• **Selected passage**
--- --- ---

Heat Exchanger

Heat Exchanger#

Introduction#

A heat exchanger is used to transfer heat from one fluid to a different one. We can write the energy balance for the component assuming, that no heat is lost to the ambient.

(19)#\[ 0 = \dot m_1 \cdot \left(h_\text{1,out} - h_\text{1,in}\right) + \dot m_2 \cdot \left(h_\text{2,out} - h_\text{2,in}\right)\]

The hot side \(1\) transfers heat to the cold side \(2\), as shown in Fig. 10. We can see, that all heat provided by the hot side is transferred to the cold side. However, in this process it is not possible to reach the same temperature level on the cold side as on the hot side. Reversing the heat transfer is for the same reason not possible: You cannot transfer heat against the direction of the temperature gradient. That obviously means, that the heat transfer incurs thermodynamic losses. To make them visible, we will again calculate the exergy of each of the flows.

../_images/HeatExchanger.svg — Fig. 10 Schematic of a heat exchanger.#

District heating delivery heat exchanger for radiator heating system#

As an example we want to have a look at a home heating system that uses centralized district heat as a source. To separate the district heating system from the home system, a heat exchanger is set in place. The radiator of the home system needs a feed flow temperature of \(70\) degrees Celsius. By transferring heat to the home, its temperature reduces by \(15\) Kelvin. It operates at a pressure of roughly \(1.5\) bar above atmospheric pressure. The district heating system provides a flow of \(1\) kg/s with a temperature of \(90\) degrees Celsius at \(8\) bar above atmospheric pressure. It returns with a temperature of \(60\) degrees Celsius.

from CoolProp.CoolProp import PropsSI as PSI

# Properties of hot side fluid
fluid_1 = 'water'
m_dot_1 = 1  # kg/s
p_1 = (1.013 + 8) * 1e5  # Pa
T_in_1 = 90 + 273.15  # K
T_out_1 = 60 + 273.15  # K

# Properties of cold side fluid
fluid_2 = 'water'
p_2 = (1.013 + 1.5) * 1e5  # Pa
T_in_2 = 55 + 273.15  # K
T_out_2 = 70 + 273.15  # K

Let’s find out how much water is flowing through the home heating system. To employ equation (19), we have to get the specific enthalpies of our fluids.

h_in_1 = PSI('H', 'P', p_1, 'T', T_in_1, fluid_1)
h_out_1 = PSI('H', 'P', p_1, 'T', T_out_1, fluid_1)

h_in_2 = PSI('H', 'P', p_2, 'T', T_in_2, fluid_2)
h_out_2 = PSI('H', 'P', p_2, 'T', T_out_2, fluid_2)

m_dot_2 = m_dot_1 * (h_out_1 - h_in_1) / -(h_out_2 - h_in_2)

--- --- ---

• **Recorded information**
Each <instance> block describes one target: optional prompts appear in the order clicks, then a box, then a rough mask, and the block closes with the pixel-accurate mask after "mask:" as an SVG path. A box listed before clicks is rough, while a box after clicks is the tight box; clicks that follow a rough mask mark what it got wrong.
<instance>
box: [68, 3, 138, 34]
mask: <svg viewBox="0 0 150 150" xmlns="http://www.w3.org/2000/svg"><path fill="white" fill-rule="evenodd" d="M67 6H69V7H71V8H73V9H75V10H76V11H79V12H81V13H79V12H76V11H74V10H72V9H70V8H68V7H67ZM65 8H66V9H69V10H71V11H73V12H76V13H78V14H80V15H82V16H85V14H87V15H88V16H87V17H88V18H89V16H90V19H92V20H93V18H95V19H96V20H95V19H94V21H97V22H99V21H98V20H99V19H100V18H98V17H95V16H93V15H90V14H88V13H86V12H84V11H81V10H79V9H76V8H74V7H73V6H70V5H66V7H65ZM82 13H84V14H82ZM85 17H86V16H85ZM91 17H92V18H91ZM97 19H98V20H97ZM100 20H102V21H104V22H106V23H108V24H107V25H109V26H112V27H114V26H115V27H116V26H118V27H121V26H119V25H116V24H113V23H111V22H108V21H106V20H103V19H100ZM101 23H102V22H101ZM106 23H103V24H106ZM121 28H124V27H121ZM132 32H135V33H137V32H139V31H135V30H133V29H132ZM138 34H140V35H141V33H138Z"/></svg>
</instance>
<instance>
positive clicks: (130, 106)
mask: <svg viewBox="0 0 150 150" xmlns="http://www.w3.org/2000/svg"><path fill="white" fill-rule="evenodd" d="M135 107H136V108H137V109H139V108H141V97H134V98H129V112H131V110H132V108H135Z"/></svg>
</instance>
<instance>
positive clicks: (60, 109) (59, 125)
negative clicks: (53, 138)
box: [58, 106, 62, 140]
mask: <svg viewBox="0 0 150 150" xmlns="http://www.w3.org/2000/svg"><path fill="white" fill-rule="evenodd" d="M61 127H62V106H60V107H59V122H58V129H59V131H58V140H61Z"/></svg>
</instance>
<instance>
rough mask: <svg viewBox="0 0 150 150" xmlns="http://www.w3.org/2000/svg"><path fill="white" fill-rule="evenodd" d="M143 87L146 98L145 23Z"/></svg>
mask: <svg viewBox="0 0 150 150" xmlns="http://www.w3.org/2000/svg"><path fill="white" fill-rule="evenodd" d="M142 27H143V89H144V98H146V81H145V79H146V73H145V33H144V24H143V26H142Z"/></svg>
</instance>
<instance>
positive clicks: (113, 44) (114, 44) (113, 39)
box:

--- --- ---

• **Exercise set**
• a. Print the passage of the heat exchanger page starting at "Introduction#" and ending at "of the flows.".
• b. Turn the lines of the listing into a numbered list, starting at the first line and ending at the line containing "box: [68, 3, 138, 34]", and leave out any blank lines.
The heat exchanger page and the listing are separate, unrelated material.

• **Task answers**
• a.
Introduction#

A heat exchanger is used to transfer heat from one fluid to a different one. We can write the energy balance for the component assuming, that no heat is lost to the ambient.

(19)#\[ 0 = \dot m_1 \cdot \left(h_\text{1,out} - h_\text{1,in}\right) + \dot m_2 \cdot \left(h_\text{2,out} - h_\text{2,in}\right)\]

The hot side \(1\) transfers heat to the cold side \(2\), as shown in Fig. 10. We can see, that all heat provided by the hot side is transferred to the cold side. However, in this process it is not possible to reach the same temperature level on the cold side as on the hot side. Reversing the heat transfer is for the same reason not possible: You cannot transfer heat against the direction of the temperature gradient. That obviously means, that the heat transfer incurs thermodynamic losses. To make them visible, we will again calculate the exergy of each of the flows.

• b.
1. Each <instance> block describes one target: optional prompts appear in the order clicks, then a box, then a rough mask, and the block closes with the pixel-accurate mask after "mask:" as an SVG path. A box listed before clicks is rough, while a box after clicks is the tight box; clicks that follow a rough mask mark what it got wrong.
2. <instance>
3. box: [68, 3, 138, 34]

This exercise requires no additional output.